### Task
Write out the stretch of the Jeremy’s Bay Campground text from "Parks Canada knows" through "to ten years.", swapping "insect" for "pest".

### Page text
********

The changing forest of Jeremy’s Bay Campground

Kejimkujik National Park and National Historic Site

Parks Canada knows that many campers feel a special connection to Jeremy’s Bay Campground. We understand that it is difficult to witness change in the places we love – in this case, drastic and rapid change as a result of an invasive, human-introduced species.

Eastern hemlock, the defining tree of Kejimkujik

Hemlock Woolly Adelgid on the underside of a Hemlock branch

One of the longest-lived trees in eastern Canada, eastern hemlocks and the cool, shaded forests they create are an essential part of the Kejimkujik experience; indeed, many visitor facilities and iconic places are located in hemlock stands.

A new threat

Hemlock woolly adelgid (HWA) is an aphid-like insect that kills hemlock trees. The insect, first detected in Kejimkujik in 2018, is a significant threat: up to 80 percent of the park’s hemlock trees could be lost over the next three to ten years.

What changes will campers see?

********

(Entries from a point annotation set)
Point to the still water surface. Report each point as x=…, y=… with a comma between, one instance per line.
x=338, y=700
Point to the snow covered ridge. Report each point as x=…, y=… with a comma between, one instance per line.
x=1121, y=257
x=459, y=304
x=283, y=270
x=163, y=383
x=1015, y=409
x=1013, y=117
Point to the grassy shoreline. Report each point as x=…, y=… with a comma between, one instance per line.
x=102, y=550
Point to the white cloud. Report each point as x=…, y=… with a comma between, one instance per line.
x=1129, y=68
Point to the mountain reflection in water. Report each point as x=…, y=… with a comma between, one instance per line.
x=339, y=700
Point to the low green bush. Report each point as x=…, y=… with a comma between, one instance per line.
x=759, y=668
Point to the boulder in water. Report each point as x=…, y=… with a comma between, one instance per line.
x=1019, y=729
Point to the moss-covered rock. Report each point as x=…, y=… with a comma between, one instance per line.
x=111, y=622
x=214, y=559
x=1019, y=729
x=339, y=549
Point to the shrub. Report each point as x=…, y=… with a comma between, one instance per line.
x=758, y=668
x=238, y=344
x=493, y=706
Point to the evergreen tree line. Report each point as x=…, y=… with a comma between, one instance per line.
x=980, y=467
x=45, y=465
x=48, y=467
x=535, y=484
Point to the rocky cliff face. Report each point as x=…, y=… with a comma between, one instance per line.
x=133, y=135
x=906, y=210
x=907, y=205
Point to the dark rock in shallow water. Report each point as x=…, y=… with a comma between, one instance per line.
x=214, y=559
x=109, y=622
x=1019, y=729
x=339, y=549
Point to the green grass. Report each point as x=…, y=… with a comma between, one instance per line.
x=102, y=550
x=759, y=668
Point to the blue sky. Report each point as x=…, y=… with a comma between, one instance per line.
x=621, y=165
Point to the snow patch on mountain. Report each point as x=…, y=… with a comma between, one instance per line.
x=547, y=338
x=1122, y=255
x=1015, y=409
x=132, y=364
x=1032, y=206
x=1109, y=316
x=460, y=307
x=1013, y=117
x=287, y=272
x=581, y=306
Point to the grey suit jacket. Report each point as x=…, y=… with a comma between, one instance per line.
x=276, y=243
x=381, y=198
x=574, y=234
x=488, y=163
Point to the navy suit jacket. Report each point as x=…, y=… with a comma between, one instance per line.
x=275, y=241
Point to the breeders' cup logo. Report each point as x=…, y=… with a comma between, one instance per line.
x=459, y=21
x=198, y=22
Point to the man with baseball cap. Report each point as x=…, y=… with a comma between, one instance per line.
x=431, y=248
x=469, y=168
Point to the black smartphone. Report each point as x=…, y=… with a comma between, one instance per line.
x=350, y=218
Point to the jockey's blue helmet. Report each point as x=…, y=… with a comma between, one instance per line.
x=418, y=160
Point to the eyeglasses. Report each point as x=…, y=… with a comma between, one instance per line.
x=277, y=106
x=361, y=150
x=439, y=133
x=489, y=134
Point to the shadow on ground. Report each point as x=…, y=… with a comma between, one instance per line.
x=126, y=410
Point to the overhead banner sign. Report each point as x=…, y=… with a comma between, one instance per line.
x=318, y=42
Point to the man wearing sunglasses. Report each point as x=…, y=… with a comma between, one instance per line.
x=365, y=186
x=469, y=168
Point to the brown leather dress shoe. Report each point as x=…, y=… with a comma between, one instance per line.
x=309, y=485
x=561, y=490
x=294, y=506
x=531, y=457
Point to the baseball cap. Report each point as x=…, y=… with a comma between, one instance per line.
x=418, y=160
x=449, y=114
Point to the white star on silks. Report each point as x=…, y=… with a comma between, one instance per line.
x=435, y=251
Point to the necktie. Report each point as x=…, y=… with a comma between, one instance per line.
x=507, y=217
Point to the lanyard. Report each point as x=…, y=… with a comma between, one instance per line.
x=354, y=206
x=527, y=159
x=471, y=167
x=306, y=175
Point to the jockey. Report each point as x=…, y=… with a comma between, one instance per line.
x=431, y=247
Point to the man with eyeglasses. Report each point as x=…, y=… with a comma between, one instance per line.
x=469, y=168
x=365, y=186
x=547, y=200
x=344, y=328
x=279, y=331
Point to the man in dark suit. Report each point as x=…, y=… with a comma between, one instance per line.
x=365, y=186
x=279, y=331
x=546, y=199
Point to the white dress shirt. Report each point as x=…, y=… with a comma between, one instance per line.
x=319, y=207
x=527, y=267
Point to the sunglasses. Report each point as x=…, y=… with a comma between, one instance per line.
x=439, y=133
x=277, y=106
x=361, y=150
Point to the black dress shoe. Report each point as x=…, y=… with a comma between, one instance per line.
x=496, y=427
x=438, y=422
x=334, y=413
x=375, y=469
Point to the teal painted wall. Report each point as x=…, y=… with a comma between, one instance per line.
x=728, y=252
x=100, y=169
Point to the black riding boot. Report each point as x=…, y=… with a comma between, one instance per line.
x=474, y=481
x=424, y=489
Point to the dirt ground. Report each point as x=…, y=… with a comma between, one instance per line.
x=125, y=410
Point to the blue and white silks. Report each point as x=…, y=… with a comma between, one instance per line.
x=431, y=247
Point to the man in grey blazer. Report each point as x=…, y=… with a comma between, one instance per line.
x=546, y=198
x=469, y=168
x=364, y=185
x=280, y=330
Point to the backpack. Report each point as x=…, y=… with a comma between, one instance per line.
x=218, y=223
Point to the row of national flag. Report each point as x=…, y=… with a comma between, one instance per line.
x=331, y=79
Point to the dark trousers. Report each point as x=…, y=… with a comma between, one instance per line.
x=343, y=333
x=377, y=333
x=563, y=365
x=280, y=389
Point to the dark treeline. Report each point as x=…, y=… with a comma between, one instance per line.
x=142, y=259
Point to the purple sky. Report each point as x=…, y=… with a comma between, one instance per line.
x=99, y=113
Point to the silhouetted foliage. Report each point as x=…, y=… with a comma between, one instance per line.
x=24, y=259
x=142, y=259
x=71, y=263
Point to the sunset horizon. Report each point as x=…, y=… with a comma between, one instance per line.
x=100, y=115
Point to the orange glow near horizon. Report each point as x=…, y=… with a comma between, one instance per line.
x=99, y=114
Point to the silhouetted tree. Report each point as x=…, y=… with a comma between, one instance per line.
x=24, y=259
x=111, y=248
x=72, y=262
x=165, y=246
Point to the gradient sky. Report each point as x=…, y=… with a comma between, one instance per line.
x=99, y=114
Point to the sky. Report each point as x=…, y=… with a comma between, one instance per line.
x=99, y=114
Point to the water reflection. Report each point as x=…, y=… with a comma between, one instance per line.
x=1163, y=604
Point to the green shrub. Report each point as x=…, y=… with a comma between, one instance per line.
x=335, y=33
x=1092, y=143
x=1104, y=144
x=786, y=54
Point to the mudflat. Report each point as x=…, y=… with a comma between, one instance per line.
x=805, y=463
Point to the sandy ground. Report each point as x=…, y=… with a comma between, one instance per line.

********

### Solution to the exercise
Parks Canada knows that many campers feel a special connection to Jeremy’s Bay Campground. We understand that it is difficult to witness change in the places we love – in this case, drastic and rapid change as a result of an invasive, human-introduced species.

Eastern hemlock, the defining tree of Kejimkujik

Hemlock Woolly Adelgid on the underside of a Hemlock branch

One of the longest-lived trees in eastern Canada, eastern hemlocks and the cool, shaded forests they create are an essential part of the Kejimkujik experience; indeed, many visitor facilities and iconic places are located in hemlock stands.

A new threat

Hemlock woolly adelgid (HWA) is an aphid-like pest that kills hemlock trees. The pest, first detected in Kejimkujik in 2018, is a significant threat: up to 80 percent of the park’s hemlock trees could be lost over the next three to ten years.